* Begin *
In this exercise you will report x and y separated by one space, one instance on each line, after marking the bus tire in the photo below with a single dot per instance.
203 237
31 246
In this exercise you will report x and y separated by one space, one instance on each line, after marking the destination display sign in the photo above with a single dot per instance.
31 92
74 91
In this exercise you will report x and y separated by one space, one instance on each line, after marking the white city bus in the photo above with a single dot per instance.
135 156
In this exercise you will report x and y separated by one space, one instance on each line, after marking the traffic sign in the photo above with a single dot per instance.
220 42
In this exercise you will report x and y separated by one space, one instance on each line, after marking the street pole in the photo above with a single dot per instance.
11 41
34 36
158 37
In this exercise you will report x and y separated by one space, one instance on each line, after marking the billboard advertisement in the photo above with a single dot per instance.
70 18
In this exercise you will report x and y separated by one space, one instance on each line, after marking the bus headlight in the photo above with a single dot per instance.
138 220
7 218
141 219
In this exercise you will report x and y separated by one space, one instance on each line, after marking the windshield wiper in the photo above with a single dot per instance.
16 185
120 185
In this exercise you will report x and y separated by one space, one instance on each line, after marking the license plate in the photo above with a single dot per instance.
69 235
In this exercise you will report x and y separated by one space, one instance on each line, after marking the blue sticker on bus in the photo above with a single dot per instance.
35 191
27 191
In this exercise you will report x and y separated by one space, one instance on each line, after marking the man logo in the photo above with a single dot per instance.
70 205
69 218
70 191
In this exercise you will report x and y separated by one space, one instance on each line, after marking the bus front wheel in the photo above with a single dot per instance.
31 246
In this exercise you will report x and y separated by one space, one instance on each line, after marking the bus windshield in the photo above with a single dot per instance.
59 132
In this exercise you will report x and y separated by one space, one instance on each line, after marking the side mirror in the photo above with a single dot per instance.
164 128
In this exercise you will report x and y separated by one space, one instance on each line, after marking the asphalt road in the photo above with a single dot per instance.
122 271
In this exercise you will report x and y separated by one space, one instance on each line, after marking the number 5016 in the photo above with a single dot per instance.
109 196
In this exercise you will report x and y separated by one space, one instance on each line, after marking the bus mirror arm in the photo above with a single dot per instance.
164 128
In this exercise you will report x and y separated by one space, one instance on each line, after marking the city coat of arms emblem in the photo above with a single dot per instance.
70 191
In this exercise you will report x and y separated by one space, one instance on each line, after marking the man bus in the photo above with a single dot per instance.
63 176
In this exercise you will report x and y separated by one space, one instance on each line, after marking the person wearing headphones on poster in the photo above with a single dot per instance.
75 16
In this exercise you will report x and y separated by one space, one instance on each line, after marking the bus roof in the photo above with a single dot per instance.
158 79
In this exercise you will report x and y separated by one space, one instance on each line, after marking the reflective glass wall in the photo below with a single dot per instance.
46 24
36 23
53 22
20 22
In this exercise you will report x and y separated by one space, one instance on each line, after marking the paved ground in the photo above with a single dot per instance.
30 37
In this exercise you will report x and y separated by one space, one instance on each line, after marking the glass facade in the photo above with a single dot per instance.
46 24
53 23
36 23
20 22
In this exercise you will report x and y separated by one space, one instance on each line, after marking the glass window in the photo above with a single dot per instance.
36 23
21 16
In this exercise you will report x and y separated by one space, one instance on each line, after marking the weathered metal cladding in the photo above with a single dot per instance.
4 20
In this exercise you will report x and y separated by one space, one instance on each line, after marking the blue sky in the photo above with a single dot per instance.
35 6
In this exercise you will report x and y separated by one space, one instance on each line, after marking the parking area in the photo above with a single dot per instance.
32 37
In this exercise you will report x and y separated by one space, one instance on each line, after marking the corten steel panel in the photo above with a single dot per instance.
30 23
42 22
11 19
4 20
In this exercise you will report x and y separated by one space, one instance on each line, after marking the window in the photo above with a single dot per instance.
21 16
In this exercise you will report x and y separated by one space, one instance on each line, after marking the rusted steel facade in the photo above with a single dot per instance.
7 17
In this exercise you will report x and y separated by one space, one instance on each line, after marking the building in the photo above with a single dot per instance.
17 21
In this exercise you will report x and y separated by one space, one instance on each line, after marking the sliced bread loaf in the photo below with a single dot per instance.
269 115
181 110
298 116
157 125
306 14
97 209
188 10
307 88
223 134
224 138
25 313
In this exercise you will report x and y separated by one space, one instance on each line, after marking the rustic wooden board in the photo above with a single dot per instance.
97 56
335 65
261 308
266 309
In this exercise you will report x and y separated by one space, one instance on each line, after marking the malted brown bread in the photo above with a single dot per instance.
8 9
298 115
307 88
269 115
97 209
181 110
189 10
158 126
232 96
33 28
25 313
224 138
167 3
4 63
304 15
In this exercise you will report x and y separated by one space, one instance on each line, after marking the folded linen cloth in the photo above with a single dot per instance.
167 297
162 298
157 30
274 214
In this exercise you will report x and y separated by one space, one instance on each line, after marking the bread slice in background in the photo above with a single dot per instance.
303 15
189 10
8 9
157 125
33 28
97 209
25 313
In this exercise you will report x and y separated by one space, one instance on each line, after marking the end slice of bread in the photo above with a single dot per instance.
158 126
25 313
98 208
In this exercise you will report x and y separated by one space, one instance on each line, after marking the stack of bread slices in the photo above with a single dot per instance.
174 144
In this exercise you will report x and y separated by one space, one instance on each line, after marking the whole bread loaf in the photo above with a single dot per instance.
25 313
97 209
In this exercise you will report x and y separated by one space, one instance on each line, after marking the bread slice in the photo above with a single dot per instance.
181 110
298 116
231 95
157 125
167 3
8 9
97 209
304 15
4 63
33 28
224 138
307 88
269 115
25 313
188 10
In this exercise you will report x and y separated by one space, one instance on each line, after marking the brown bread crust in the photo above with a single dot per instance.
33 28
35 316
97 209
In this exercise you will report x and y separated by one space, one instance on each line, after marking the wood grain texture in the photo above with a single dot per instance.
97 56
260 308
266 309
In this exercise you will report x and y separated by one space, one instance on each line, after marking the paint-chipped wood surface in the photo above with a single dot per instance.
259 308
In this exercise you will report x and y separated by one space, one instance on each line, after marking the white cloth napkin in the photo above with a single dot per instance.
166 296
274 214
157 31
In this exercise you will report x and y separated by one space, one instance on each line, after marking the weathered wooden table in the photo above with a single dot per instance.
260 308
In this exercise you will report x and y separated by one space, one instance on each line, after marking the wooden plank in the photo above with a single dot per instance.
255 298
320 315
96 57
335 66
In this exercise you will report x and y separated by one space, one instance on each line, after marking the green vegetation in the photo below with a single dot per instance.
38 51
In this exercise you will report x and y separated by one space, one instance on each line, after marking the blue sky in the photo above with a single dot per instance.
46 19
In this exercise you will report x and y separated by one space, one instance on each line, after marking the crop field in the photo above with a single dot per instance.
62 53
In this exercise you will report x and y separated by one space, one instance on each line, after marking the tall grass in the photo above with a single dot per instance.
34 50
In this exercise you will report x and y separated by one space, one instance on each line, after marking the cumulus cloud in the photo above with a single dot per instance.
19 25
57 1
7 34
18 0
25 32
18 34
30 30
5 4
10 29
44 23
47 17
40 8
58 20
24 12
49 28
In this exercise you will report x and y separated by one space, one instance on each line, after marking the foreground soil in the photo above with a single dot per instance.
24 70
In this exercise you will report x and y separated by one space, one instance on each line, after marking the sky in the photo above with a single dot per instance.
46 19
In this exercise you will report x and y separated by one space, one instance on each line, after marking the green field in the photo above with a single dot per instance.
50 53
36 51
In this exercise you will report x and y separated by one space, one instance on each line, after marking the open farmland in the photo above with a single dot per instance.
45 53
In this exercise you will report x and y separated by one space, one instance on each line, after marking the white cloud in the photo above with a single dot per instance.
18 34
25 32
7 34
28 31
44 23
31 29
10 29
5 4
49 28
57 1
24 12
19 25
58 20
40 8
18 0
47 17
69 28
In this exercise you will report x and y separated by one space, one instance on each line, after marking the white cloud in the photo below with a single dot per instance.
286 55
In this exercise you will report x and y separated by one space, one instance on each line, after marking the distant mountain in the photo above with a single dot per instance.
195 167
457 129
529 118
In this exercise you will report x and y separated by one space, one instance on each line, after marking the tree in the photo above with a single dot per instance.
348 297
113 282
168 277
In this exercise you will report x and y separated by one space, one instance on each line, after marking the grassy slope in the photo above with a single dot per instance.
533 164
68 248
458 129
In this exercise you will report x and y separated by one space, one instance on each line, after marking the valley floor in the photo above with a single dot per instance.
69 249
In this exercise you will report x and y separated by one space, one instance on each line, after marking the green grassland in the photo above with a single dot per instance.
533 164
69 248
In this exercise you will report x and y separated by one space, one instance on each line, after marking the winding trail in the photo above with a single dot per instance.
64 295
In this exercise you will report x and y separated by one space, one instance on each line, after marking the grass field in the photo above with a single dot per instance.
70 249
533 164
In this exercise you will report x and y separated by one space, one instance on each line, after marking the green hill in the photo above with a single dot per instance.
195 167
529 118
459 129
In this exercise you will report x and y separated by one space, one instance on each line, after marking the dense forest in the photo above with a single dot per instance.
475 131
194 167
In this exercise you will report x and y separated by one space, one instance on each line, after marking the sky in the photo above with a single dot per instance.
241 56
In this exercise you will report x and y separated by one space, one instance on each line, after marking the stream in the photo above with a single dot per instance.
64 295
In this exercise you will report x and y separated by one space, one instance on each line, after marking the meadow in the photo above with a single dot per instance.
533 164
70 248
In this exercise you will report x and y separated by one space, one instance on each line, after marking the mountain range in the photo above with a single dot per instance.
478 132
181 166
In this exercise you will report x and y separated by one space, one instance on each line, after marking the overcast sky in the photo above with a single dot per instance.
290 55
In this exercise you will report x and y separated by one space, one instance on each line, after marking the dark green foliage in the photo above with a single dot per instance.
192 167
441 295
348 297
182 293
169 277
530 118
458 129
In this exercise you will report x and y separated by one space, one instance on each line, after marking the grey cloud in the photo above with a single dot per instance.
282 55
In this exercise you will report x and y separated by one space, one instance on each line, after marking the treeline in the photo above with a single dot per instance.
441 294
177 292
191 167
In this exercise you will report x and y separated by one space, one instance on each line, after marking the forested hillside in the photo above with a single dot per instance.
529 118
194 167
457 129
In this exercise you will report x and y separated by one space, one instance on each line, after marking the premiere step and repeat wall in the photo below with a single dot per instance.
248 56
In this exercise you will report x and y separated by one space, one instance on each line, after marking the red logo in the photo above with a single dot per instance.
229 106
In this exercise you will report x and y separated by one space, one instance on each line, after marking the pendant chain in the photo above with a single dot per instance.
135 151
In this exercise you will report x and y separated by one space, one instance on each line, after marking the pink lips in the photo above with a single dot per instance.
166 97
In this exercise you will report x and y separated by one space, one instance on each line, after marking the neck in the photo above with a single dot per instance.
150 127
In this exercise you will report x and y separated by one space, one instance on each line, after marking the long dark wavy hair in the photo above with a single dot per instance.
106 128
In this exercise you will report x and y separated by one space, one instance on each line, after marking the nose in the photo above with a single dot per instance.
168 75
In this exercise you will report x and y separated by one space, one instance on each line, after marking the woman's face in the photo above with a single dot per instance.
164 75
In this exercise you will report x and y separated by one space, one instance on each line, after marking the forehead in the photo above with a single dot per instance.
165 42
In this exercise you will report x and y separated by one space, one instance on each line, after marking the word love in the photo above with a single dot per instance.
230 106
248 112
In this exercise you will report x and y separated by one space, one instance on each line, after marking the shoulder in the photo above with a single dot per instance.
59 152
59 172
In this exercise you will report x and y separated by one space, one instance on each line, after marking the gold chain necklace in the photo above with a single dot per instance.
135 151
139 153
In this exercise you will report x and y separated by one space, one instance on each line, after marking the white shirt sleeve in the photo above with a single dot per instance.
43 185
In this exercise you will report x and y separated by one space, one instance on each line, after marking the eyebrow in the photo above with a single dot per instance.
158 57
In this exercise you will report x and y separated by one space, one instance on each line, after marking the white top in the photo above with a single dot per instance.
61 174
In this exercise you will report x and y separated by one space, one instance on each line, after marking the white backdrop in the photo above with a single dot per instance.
* End *
◆ Instructions to follow
Your task is to extract the lines running from the one with "the white shirt" to the end of the material, inclusive, copying each exactly and adding nothing.

◆ Correct output
In this exercise you will report x and y separated by one space, one instance on each line, after marking the white shirt sleeve in the photo above with a single dot per instance.
43 185
In this exercise you will report x and y separated by one space, one instance on each line, after marking the eyebrow in the photo above with a single dot per instance.
158 57
In this exercise you will report x and y separated by one space, one instance on each line, after marking the white top in the photo above with a single dot per instance.
61 174
In this exercise you will report x and y separated by one space, one instance on each line, after marking the white backdrop in the photo above with a single dot per instance.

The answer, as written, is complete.